*** Recorded information

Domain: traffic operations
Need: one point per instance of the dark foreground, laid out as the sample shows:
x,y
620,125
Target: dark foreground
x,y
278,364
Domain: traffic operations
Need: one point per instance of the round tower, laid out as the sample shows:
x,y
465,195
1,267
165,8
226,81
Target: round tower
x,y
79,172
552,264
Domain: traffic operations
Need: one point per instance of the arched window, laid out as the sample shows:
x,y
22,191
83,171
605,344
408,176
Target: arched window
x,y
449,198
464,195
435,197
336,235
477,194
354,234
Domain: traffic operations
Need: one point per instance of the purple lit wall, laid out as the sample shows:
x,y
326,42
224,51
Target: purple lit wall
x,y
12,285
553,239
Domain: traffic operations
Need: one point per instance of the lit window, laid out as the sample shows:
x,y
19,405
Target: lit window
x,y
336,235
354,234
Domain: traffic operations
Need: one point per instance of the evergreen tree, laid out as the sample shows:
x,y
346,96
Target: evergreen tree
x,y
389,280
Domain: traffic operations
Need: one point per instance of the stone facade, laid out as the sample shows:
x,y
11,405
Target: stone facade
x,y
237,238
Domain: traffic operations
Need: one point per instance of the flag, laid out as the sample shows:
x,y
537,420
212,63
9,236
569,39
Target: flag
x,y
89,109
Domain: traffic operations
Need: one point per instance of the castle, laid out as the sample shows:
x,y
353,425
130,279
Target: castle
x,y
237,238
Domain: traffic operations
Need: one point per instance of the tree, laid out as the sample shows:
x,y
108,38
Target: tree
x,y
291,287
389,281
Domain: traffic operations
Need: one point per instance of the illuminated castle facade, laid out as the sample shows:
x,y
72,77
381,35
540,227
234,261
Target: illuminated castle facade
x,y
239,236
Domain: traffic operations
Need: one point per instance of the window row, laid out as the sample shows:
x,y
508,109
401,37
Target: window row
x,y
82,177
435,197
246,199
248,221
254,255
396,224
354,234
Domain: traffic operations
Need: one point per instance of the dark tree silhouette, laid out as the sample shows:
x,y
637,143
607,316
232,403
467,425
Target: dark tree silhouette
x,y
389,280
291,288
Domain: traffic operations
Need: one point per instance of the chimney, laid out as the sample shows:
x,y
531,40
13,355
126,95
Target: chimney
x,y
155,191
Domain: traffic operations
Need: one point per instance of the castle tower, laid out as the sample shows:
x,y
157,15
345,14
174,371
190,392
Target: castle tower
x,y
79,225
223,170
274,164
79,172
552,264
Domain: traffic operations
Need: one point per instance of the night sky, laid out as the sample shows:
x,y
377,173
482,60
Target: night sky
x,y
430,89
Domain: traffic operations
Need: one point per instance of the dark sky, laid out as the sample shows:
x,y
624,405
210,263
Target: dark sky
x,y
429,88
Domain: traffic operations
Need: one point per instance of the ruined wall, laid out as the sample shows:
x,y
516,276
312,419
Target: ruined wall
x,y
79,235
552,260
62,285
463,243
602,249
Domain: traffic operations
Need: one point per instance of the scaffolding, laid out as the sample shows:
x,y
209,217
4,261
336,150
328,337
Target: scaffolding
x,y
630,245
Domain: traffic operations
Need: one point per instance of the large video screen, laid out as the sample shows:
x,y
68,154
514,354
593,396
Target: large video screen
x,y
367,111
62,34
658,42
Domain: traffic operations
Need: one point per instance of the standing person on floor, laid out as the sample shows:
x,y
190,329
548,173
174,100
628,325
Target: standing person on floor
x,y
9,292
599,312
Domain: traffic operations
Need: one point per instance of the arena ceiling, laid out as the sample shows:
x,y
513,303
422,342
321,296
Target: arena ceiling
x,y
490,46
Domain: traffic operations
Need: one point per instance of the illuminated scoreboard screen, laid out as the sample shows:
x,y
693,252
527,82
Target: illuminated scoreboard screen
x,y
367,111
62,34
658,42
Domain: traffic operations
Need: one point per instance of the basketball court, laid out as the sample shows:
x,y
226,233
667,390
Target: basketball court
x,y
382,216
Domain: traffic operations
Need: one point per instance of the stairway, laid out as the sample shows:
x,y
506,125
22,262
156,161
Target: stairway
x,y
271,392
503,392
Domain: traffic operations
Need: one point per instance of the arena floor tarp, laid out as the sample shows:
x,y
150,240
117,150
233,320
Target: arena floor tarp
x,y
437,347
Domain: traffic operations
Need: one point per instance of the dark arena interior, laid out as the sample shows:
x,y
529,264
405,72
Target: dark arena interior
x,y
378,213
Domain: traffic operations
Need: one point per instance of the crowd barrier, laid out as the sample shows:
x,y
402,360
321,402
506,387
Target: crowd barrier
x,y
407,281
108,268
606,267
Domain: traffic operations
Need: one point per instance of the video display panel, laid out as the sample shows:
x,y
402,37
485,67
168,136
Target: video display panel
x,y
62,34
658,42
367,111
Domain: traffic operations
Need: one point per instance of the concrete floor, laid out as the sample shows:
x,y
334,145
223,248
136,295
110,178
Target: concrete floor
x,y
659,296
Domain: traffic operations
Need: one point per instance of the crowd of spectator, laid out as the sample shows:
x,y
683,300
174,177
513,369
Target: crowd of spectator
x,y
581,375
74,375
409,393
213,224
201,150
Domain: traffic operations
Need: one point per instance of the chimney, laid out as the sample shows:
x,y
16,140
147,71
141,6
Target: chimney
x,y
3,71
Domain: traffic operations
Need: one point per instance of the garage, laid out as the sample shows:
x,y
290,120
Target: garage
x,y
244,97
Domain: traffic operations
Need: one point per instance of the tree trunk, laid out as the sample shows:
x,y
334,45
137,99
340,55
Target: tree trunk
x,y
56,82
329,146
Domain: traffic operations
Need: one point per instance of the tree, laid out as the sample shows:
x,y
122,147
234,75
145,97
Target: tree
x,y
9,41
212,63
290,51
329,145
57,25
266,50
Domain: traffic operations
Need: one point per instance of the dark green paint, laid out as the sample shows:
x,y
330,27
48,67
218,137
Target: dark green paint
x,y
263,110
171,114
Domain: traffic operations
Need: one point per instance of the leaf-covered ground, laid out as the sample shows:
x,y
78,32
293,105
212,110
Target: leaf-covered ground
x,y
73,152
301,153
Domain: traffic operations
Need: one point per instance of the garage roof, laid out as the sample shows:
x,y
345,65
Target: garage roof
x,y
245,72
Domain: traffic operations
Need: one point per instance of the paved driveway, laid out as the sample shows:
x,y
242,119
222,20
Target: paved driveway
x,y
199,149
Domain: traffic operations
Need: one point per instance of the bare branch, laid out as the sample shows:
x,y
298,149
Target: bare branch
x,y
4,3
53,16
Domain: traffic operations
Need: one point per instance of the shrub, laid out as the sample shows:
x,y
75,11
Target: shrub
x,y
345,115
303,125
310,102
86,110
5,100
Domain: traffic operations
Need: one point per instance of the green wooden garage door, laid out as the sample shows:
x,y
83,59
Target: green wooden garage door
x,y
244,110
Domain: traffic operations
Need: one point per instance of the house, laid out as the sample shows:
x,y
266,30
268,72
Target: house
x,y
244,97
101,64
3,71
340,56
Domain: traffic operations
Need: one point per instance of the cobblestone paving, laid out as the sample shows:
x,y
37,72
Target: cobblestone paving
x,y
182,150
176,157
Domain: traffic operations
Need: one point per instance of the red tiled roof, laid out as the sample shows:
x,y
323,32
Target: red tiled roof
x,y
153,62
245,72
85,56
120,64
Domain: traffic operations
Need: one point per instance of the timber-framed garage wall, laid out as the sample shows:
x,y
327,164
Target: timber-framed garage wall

******

=== Directions ===
Repeat the entries shown above, every one, word for word.

=== Solution to the problem ===
Domain: traffic operations
Need: one point per instance of the dark foreground, laid out as the sample shows:
x,y
620,125
Target: dark foreground
x,y
278,364
Domain: traffic operations
Need: one point per instance of the round tower, laid out as the sample shows:
x,y
465,195
1,267
165,8
226,81
Target: round tower
x,y
79,172
552,264
Domain: traffic operations
Need: one point per instance of the arched window, laid out as the sample shows:
x,y
22,191
83,171
605,344
408,176
Target: arched window
x,y
449,198
464,195
435,197
336,235
477,194
354,234
Domain: traffic operations
Need: one point per instance of the purple lit wall, laid out as the sample shows:
x,y
326,42
224,51
Target: purple lit wall
x,y
12,285
553,239
Domain: traffic operations
Need: one point per instance of the lit window, laid out as the sample shows:
x,y
19,405
Target: lit window
x,y
336,235
354,234
Domain: traffic operations
Need: one point per instance of the evergreen tree, laid out as the sample shows:
x,y
346,96
Target: evergreen tree
x,y
389,280
Domain: traffic operations
Need: one point per instance of the stone facade, laid out as the sample shows:
x,y
11,405
Target: stone facade
x,y
237,238
Domain: traffic operations
Need: one point per instance of the flag, laid out as the sample shows:
x,y
537,420
212,63
9,236
569,39
Target: flag
x,y
89,109
Domain: traffic operations
Need: one point per instance of the castle, laid out as the sample shows:
x,y
353,425
130,279
Target: castle
x,y
237,238
Domain: traffic operations
Need: one point per instance of the tree, laid out as the sample shows:
x,y
108,38
Target: tree
x,y
291,287
389,281
Domain: traffic operations
Need: one point per instance of the illuminated castle facade, laid out as the sample shows:
x,y
72,77
381,35
540,227
234,261
Target: illuminated castle facade
x,y
239,236
Domain: traffic operations
Need: one point per instance of the window row, laid out as the sample shows:
x,y
508,109
401,37
Target: window row
x,y
82,177
435,197
246,199
248,221
254,255
396,224
354,234
Domain: traffic operations
Need: one point per instance of the dark tree silhouette, laid out as the sample shows:
x,y
637,143
607,316
232,403
467,425
Target: dark tree silhouette
x,y
389,280
291,288
Domain: traffic operations
Need: one point per instance of the chimney, laid out as the sample shows:
x,y
531,40
13,355
126,95
Target: chimney
x,y
155,191
Domain: traffic operations
Need: one point per instance of the castle tower, laid out as the sample shows:
x,y
157,15
345,14
174,371
190,392
Target: castle tower
x,y
79,225
223,170
274,164
79,172
552,264
Domain: traffic operations
Need: one point per instance of the night sky, laid out as the sample shows:
x,y
377,173
482,60
Target: night sky
x,y
430,89
Domain: traffic operations
Need: one point per instance of the dark sky, laid out as the sample shows:
x,y
624,405
210,263
Target: dark sky
x,y
429,88
Domain: traffic operations
Need: one point per instance of the ruined wall, laid out as the sample shows:
x,y
516,276
312,419
Target: ruined wall
x,y
79,235
552,260
62,285
463,243
602,249
Domain: traffic operations
Need: one point per instance of the scaffolding, laid out as the sample shows:
x,y
209,217
4,261
336,150
328,337
Target: scaffolding
x,y
630,245
Domain: traffic operations
Need: one point per instance of the large video screen, laid out as the sample shows:
x,y
68,154
514,354
593,396
Target: large video screen
x,y
367,111
62,34
658,42
Domain: traffic operations
Need: one point per instance of the standing person on floor, laid out as the sample shows:
x,y
190,329
548,173
174,100
628,325
Target: standing person on floor
x,y
9,292
599,312
Domain: traffic operations
Need: one point per instance of the arena ceiling, laid out as the sample shows:
x,y
513,303
422,342
321,296
Target: arena ceiling
x,y
490,46
Domain: traffic operations
Need: one point per instance of the illuminated scoreboard screen, laid out as the sample shows:
x,y
693,252
527,82
Target: illuminated scoreboard screen
x,y
367,111
62,34
658,42
Domain: traffic operations
Need: one point per instance of the basketball court, laid out as the sample shows:
x,y
226,233
667,390
Target: basketball court
x,y
382,216
Domain: traffic operations
Need: one point per instance of the stairway, laid out as the sample shows:
x,y
506,125
22,262
156,161
Target: stairway
x,y
271,392
503,392
Domain: traffic operations
Need: one point per instance of the arena floor tarp, laid out as the sample shows:
x,y
150,240
117,150
233,320
Target: arena floor tarp
x,y
437,347
Domain: traffic operations
Need: one point per instance of the dark arena interior, laid out as the sample shows:
x,y
529,264
405,72
Target: dark arena interior
x,y
378,213
Domain: traffic operations
Need: one point per instance of the crowd barrier, laid out as the sample shows:
x,y
402,360
321,402
506,387
Target: crowd barrier
x,y
407,281
108,268
606,267
Domain: traffic operations
Need: one point per instance of the video display panel, laid out as the sample shows:
x,y
402,37
485,67
168,136
Target: video display panel
x,y
62,34
658,42
367,111
Domain: traffic operations
Need: one point per instance of the concrete floor, laid out as the sample shows:
x,y
334,145
223,248
136,295
110,178
Target: concrete floor
x,y
659,296
Domain: traffic operations
Need: one point per instance of the crowd of spectator, laid out as the sample shows:
x,y
683,300
174,177
513,369
Target: crowd of spectator
x,y
581,375
74,375
409,393
213,224
201,150
Domain: traffic operations
Need: one point per instance of the chimney, laid out as the sample shows:
x,y
16,140
147,71
141,6
Target: chimney
x,y
3,71
Domain: traffic operations
Need: one point per instance of the garage, laid out as the sample shows:
x,y
290,120
Target: garage
x,y
244,97
Domain: traffic operations
Need: one point per instance of the tree trunk, laid out as the sample shows:
x,y
334,45
137,99
340,55
Target: tree trunk
x,y
56,82
329,146
Domain: traffic operations
Need: one point per instance of the tree, laid out as the sample shows:
x,y
122,147
234,75
145,97
Target: tree
x,y
9,41
212,63
290,51
329,145
57,25
266,50
Domain: traffic operations
Need: one point per instance of the dark green paint, laid out as the sample shows:
x,y
330,27
48,67
218,137
Target: dark green paint
x,y
263,110
171,114
Domain: traffic operations
Need: one point per instance of the leaf-covered ground, laid out as the sample shows:
x,y
78,32
293,105
212,110
Target: leaf-covered ground
x,y
73,152
301,153
Domain: traffic operations
Need: one point per instance of the garage roof, laid out as the sample shows:
x,y
345,65
Target: garage roof
x,y
245,72
Domain: traffic operations
Need: one point per instance of the paved driveway, laid out as the sample shows:
x,y
242,119
222,20
Target: paved driveway
x,y
199,149
Domain: traffic operations
Need: one point per instance of the bare branch, laid out as the sample shows:
x,y
298,149
Target: bare branch
x,y
4,3
53,16
Domain: traffic operations
Need: one point per instance of the shrub, laid out as the sample shows:
x,y
75,11
Target: shrub
x,y
345,115
303,125
310,102
86,110
5,100
Domain: traffic operations
Need: one point per instance of the green wooden garage door, laid out as the sample shows:
x,y
83,59
Target: green wooden garage door
x,y
244,110
Domain: traffic operations
Need: one point per instance of the house, laid out as the sample shows:
x,y
266,30
268,72
Target: house
x,y
244,97
101,64
3,71
340,56
Domain: traffic operations
Need: one point per instance of the cobblestone paving, laid out as the sample shows:
x,y
37,72
Target: cobblestone paving
x,y
182,150
176,157
Domain: traffic operations
Need: one point per instance of the red tiled roof, laid out as the sample shows:
x,y
323,32
Target: red tiled roof
x,y
153,62
245,72
85,56
120,64
Domain: traffic operations
Need: one point per instance of the timber-framed garage wall, laid out as the sample shows:
x,y
327,164
Target: timber-framed garage wall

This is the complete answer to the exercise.